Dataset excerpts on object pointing
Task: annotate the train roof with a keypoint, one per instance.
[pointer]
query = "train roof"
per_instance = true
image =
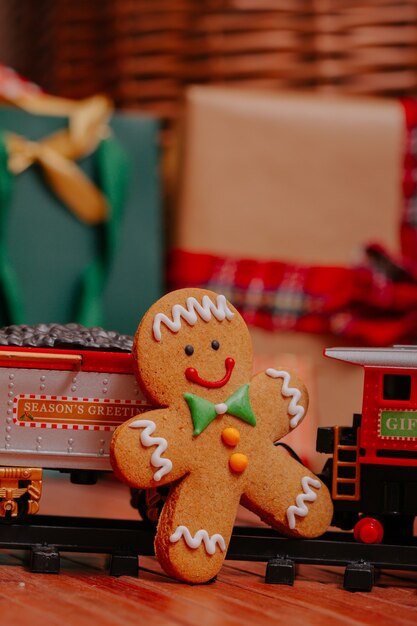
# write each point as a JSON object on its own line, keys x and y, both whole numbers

* [Problem description]: Could you rewrite the entries with every "train roof" replaced by "tram roof", changing nothing else and omitting the pictures?

* [Solution to this task]:
Task: annotate the tram roof with a keypoint, one per instance.
[pointer]
query = "tram roof"
per_instance = true
image =
# write each point as a JSON object on its own line, keys x and y, both whole numbers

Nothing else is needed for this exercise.